Type out all the records word for word. Any pictures are to be left out.
________________
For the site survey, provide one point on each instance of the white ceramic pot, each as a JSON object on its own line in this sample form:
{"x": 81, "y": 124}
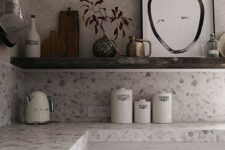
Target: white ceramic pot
{"x": 142, "y": 111}
{"x": 122, "y": 106}
{"x": 162, "y": 108}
________________
Exercise output:
For the site survey, provide one point on each instance of the white ceramic pot, each as a JSON object on its own line in this sample form:
{"x": 81, "y": 124}
Target: white ceramic pot
{"x": 142, "y": 111}
{"x": 122, "y": 106}
{"x": 162, "y": 108}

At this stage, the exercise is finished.